Goal:
Your task is to extract the lines from the one holding "Please give the outline of every instance of the **burning" through the end of the material. Set them down exactly and add nothing.

Dataset rows:
######
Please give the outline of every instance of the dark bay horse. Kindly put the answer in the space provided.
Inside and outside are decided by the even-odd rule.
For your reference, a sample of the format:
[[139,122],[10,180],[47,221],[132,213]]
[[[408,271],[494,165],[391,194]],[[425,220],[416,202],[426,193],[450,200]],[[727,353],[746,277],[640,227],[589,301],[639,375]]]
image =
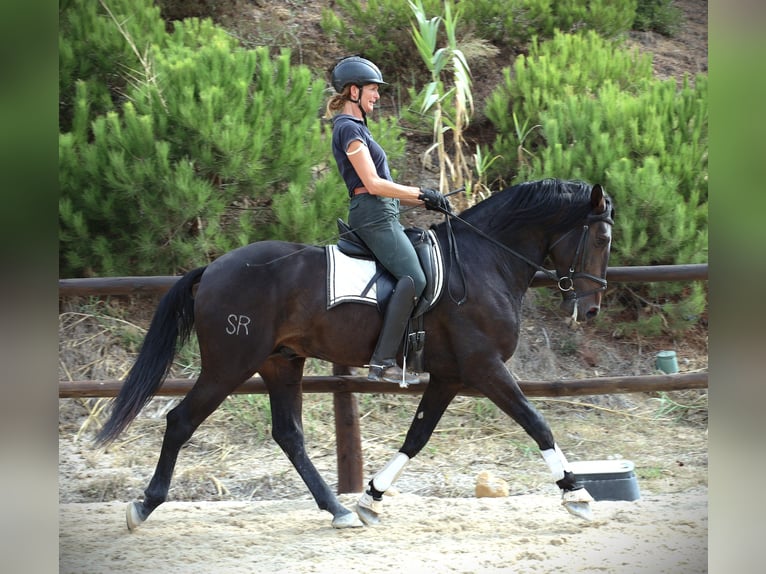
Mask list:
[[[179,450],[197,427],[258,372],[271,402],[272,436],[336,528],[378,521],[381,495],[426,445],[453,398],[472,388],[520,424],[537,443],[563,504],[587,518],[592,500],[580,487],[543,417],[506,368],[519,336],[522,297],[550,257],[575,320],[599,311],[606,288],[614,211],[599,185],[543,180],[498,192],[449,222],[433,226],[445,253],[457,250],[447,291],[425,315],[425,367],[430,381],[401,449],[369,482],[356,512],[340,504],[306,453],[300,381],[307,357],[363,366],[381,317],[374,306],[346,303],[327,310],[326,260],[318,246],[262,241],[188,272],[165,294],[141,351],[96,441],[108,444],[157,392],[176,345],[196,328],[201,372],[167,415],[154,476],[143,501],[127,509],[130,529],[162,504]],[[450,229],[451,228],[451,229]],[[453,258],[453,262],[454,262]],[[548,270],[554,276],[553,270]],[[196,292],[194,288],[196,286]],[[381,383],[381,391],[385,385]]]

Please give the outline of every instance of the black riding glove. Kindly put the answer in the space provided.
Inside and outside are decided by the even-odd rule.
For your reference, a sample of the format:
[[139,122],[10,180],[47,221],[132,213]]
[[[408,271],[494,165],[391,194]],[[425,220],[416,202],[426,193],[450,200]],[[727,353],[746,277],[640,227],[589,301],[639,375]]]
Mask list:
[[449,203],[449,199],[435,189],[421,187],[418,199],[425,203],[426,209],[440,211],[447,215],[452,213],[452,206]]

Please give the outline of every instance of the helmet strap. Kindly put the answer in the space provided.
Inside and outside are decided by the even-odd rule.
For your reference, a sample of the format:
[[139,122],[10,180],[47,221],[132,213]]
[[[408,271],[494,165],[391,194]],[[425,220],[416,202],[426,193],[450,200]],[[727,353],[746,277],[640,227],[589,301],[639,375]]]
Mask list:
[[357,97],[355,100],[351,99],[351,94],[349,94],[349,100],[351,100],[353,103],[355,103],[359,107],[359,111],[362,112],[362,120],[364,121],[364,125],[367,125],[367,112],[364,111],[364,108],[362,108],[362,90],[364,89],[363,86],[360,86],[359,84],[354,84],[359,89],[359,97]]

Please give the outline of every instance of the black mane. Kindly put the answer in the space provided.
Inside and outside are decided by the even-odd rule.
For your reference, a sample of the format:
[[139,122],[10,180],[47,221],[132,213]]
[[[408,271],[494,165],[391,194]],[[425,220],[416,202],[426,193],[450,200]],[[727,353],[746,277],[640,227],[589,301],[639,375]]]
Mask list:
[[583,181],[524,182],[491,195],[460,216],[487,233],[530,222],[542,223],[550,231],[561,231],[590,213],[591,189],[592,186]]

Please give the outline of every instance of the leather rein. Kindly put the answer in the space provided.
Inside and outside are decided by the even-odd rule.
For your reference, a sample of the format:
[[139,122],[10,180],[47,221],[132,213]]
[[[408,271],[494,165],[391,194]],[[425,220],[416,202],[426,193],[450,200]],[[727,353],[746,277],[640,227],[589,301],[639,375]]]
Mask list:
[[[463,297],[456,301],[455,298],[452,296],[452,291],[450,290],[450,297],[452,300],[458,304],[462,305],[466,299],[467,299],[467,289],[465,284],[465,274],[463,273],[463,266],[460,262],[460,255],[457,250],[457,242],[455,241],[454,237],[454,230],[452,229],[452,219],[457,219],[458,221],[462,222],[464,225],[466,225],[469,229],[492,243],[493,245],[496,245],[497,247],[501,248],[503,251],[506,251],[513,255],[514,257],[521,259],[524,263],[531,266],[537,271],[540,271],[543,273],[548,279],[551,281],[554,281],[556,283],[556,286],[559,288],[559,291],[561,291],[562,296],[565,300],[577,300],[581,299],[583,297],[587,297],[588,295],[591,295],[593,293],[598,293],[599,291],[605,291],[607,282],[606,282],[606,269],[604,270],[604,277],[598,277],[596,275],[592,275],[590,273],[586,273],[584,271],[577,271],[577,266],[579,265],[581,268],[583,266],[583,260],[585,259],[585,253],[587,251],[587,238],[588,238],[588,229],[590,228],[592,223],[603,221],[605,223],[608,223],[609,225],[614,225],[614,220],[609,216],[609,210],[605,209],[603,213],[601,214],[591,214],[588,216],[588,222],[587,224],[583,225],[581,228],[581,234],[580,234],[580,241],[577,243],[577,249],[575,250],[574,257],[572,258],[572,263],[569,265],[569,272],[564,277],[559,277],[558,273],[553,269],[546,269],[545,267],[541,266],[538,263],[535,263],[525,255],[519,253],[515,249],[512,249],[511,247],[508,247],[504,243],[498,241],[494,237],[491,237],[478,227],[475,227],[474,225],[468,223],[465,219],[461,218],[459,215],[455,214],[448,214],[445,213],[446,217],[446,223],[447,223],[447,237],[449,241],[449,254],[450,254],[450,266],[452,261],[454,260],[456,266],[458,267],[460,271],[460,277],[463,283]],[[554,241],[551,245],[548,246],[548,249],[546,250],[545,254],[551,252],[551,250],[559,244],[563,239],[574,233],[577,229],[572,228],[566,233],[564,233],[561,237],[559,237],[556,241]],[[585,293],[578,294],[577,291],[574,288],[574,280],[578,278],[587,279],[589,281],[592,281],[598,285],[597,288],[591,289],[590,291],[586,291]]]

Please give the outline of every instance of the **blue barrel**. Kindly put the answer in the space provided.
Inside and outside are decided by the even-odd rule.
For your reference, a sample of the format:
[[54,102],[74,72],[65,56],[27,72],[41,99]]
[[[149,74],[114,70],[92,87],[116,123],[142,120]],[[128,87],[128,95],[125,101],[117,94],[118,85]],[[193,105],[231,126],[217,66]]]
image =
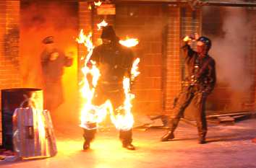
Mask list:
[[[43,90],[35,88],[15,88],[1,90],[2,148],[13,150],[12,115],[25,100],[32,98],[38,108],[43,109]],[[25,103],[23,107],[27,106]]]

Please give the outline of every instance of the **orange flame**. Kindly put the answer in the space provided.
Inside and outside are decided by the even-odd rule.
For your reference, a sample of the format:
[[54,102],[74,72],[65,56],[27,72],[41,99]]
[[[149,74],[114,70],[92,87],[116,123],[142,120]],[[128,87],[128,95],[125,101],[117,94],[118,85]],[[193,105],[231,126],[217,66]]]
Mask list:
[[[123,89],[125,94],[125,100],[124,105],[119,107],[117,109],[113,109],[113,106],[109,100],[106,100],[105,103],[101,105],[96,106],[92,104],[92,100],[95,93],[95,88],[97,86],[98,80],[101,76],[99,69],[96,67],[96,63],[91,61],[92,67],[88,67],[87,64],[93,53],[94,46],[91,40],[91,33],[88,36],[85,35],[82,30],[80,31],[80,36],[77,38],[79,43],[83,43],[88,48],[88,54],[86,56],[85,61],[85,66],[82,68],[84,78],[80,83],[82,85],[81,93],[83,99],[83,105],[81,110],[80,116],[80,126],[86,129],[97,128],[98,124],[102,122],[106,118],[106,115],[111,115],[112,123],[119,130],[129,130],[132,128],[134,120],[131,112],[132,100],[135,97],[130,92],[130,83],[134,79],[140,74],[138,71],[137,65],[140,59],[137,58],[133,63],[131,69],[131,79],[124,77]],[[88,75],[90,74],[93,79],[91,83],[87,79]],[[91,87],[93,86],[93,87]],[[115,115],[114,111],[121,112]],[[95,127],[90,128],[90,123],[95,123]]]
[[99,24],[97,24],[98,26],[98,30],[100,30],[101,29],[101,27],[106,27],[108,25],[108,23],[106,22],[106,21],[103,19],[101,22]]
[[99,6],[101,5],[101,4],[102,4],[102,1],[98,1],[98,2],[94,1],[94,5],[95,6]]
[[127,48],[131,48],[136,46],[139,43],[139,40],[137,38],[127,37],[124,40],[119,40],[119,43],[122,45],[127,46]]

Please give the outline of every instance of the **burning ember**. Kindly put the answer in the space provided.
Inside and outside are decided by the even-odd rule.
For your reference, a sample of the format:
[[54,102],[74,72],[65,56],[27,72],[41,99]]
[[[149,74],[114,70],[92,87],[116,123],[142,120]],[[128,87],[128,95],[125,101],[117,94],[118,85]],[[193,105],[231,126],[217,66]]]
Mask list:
######
Result for this task:
Please give the outline of every instance of the **burning ember**. Kindly put the answer in the space provided.
Inside and outside are decided by the even-odd rule.
For your reference, a sample of the format:
[[54,102],[74,72],[65,56],[27,72],[41,99]]
[[[149,74],[114,70],[92,87],[116,123],[142,120]],[[128,87],[128,95],[125,101],[117,94],[118,85]],[[193,105],[231,126],[217,66]]]
Mask list:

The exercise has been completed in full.